→ **Task objective**:
Transcribe the entries exactly; images are not part of the copy.

[Dataset rows on where objects appear]
** START **

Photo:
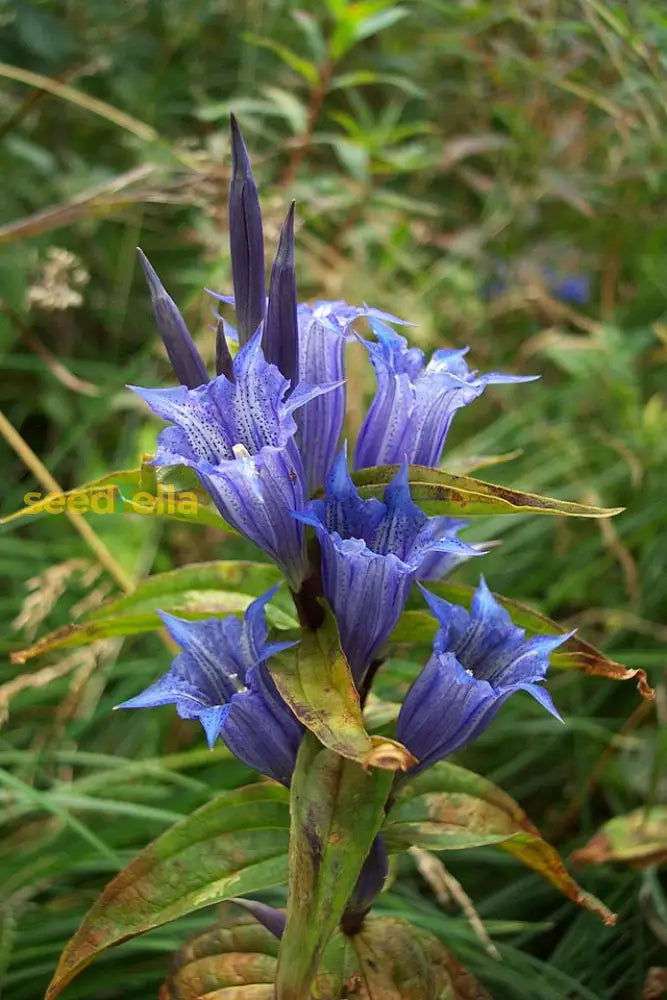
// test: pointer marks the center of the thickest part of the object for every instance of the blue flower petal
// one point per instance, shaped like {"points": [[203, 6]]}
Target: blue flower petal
{"points": [[372, 552], [220, 678], [480, 658], [415, 401]]}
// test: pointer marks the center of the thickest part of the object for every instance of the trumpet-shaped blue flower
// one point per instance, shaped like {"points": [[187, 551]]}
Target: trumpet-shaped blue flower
{"points": [[480, 658], [371, 554], [324, 329], [238, 436], [415, 401], [221, 678]]}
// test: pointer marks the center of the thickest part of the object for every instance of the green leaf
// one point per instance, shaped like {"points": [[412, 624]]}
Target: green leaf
{"points": [[638, 839], [235, 844], [172, 493], [201, 590], [307, 70], [315, 680], [450, 808], [419, 628], [360, 20], [72, 636], [396, 961], [197, 587], [438, 492], [336, 810]]}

** END **

→ **Task solution**:
Photo:
// test: pointer marks the center of the thickest part of the object for every instance of the blue flower petal
// one point per instance, shaped like {"points": [[203, 6]]}
Target: blue flower petal
{"points": [[372, 552], [220, 678], [480, 658], [415, 401]]}
// test: pointer marks the center of the thickest part of the object for every instance of the trumpet-shaped blue flower
// one point per instance, shaped like {"points": [[187, 551]]}
Target: trumpet-shaped blue flower
{"points": [[480, 658], [371, 554], [324, 329], [238, 436], [415, 401], [221, 678]]}
// test: pointer marks the center of the thickest part of the object for every instance of the green leaf
// one point per instance, shaped like {"points": [[412, 624]]}
Target: green leaf
{"points": [[638, 839], [235, 844], [172, 493], [201, 590], [307, 70], [315, 680], [450, 808], [419, 628], [360, 20], [72, 636], [396, 961], [197, 587], [438, 492], [336, 810]]}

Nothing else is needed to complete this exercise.